=== RECORD EXCERPTS ===

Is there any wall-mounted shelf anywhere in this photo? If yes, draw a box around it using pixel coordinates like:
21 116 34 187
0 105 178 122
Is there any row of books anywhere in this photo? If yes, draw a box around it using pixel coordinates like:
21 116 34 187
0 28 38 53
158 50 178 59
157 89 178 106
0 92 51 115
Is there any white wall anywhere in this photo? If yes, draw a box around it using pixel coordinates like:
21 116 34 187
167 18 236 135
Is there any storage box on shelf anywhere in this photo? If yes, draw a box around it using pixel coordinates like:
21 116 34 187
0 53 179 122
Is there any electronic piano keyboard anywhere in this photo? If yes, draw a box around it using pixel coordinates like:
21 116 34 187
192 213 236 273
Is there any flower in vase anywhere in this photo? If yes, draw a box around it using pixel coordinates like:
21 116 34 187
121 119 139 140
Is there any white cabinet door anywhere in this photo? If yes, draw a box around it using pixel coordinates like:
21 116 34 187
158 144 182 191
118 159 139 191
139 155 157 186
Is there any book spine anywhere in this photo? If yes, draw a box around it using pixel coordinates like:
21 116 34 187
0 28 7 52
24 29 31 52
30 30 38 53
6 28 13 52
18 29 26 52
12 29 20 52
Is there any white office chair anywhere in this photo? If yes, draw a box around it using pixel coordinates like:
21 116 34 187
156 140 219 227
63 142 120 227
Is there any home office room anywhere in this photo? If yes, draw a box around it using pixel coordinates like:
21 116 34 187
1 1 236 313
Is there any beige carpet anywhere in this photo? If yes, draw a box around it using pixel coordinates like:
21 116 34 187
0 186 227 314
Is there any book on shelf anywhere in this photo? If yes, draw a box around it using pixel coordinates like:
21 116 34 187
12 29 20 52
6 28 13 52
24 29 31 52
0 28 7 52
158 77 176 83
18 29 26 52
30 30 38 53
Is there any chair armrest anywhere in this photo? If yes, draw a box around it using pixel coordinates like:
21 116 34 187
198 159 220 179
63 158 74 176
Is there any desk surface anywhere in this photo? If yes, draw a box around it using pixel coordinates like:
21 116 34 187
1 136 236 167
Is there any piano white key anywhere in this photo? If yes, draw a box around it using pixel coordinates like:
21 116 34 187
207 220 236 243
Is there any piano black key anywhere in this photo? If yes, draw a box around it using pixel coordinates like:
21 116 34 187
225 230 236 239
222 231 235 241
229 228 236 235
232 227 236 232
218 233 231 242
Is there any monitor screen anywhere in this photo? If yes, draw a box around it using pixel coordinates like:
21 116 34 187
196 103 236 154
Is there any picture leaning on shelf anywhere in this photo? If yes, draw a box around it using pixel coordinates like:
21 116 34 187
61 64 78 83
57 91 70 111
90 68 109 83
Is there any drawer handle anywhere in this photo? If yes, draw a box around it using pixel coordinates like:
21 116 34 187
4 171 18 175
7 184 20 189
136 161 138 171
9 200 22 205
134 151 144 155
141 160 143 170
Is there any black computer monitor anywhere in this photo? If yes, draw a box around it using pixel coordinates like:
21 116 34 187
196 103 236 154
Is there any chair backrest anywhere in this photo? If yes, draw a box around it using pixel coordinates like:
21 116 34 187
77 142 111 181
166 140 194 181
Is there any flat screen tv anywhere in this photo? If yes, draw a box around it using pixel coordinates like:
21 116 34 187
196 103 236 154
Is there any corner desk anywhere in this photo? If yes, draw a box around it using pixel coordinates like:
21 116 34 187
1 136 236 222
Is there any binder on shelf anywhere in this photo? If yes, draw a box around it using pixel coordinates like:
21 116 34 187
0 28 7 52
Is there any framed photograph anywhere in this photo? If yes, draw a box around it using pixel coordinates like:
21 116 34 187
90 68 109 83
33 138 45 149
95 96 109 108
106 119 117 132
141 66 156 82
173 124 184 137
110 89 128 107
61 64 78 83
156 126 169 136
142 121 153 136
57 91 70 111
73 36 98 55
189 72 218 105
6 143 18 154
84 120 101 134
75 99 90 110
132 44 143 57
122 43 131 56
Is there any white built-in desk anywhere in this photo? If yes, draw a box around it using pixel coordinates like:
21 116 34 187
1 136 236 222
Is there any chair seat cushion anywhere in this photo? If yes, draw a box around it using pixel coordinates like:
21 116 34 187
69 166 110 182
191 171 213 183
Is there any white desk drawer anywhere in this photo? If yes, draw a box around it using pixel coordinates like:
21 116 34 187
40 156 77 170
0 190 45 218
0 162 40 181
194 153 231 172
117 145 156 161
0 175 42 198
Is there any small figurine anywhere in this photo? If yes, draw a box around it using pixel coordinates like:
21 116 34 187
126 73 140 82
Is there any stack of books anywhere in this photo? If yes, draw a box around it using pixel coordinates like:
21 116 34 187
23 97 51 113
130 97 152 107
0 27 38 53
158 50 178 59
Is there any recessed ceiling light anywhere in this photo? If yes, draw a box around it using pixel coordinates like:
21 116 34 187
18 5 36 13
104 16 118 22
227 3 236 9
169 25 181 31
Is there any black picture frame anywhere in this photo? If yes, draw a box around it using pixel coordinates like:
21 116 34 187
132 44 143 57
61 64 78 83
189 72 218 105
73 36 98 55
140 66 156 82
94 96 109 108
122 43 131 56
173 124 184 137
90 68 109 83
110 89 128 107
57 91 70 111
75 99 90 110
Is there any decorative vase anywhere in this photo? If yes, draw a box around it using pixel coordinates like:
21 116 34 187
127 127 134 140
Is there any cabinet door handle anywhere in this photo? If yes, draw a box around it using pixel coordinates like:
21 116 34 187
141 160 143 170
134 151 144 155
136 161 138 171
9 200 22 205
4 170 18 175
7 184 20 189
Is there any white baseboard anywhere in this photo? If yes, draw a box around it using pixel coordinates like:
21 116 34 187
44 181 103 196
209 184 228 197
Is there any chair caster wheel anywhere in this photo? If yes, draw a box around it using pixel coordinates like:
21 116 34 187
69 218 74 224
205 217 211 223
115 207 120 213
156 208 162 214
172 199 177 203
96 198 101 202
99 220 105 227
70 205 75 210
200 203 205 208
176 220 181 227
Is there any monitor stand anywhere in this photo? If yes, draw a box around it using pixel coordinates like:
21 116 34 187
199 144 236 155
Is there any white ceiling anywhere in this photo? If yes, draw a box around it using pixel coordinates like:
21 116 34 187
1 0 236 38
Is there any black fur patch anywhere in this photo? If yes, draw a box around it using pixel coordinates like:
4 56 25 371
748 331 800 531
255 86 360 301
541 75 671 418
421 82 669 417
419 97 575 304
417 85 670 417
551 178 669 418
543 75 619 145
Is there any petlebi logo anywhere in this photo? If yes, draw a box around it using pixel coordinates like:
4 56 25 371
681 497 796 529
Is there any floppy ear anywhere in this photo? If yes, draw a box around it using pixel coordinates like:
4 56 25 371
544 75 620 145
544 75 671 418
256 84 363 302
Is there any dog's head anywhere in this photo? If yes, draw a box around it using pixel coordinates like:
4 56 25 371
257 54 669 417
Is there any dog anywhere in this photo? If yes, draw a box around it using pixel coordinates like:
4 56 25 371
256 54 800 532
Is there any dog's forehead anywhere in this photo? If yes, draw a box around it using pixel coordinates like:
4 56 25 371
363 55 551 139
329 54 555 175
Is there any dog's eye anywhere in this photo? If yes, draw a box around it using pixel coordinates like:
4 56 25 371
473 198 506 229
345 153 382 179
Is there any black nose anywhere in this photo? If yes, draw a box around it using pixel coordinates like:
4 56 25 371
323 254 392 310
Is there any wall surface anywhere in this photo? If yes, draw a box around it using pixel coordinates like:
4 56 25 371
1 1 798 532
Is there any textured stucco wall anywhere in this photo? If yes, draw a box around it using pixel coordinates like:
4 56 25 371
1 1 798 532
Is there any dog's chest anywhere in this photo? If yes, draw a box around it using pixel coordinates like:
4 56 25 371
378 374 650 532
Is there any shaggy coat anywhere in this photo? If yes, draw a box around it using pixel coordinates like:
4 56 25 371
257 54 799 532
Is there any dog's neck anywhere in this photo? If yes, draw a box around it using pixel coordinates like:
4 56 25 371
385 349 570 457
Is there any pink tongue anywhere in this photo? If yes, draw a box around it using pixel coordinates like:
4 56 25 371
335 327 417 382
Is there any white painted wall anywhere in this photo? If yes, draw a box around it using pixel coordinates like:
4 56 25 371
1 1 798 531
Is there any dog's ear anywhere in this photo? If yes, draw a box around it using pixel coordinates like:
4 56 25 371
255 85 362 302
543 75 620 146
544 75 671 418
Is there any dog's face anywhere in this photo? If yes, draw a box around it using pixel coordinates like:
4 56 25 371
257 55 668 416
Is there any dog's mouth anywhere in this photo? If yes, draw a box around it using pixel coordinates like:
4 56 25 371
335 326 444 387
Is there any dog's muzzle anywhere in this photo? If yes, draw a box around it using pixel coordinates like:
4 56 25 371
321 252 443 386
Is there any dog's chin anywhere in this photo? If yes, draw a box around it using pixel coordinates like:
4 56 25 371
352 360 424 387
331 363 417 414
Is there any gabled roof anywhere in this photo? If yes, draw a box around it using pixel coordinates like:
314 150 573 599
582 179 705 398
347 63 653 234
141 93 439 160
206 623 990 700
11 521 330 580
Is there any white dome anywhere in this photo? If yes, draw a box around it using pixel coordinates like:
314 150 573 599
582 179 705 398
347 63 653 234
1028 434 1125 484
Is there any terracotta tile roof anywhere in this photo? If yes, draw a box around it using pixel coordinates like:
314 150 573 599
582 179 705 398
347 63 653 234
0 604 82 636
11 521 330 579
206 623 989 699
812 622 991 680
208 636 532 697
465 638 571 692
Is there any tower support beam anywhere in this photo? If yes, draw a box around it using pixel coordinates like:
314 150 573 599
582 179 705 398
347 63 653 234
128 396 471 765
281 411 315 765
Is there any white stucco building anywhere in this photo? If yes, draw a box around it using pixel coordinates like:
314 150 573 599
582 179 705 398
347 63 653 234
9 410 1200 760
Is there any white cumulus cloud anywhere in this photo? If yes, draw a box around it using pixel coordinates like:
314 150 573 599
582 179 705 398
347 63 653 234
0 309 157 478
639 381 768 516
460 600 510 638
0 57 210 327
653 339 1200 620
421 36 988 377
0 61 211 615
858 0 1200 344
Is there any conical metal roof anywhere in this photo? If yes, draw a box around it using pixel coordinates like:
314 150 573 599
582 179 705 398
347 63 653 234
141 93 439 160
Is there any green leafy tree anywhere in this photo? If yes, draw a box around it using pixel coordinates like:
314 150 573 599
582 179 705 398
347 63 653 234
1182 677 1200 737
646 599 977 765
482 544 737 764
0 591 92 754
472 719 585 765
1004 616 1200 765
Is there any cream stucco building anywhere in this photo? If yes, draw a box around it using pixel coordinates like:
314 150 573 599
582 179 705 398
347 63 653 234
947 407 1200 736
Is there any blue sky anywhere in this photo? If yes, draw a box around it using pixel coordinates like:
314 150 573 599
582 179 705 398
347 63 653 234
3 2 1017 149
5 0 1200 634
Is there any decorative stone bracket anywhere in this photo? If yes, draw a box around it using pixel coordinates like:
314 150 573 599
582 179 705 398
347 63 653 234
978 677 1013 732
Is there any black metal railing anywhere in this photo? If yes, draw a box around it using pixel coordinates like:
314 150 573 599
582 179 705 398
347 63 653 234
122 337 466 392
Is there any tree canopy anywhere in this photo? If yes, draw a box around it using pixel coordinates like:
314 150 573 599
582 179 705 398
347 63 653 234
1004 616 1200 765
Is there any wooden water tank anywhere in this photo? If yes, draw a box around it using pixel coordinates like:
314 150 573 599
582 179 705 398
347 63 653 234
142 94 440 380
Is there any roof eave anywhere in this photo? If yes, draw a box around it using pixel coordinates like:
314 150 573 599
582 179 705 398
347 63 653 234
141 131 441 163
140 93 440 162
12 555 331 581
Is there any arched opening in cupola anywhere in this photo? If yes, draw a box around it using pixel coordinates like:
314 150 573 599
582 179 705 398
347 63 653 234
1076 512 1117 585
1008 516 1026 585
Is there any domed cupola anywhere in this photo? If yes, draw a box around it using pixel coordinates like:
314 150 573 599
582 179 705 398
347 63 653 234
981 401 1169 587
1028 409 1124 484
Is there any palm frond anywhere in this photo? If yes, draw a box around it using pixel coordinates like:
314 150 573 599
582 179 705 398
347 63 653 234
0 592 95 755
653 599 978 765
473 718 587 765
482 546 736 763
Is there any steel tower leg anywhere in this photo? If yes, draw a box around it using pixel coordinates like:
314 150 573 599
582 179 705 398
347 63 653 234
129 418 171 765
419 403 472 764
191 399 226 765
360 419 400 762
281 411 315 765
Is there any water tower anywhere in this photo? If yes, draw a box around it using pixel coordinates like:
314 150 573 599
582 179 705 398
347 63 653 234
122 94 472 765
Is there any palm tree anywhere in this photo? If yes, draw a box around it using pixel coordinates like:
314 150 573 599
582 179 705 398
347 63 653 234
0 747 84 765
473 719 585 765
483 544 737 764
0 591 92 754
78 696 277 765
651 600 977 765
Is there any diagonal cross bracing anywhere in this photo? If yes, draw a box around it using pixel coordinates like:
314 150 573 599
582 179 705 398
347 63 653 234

=== TASK DETAILS ===
Each line of the entries above that contains "handle" is to be copied.

=== ANSWER BOX ===
Is there any drawer handle anywhere in this photo? If yes, draw a box around it using pixel coordinates like:
Is there any cabinet door handle anywhere in this photo? If yes, draw a box around it using pixel coordinates like:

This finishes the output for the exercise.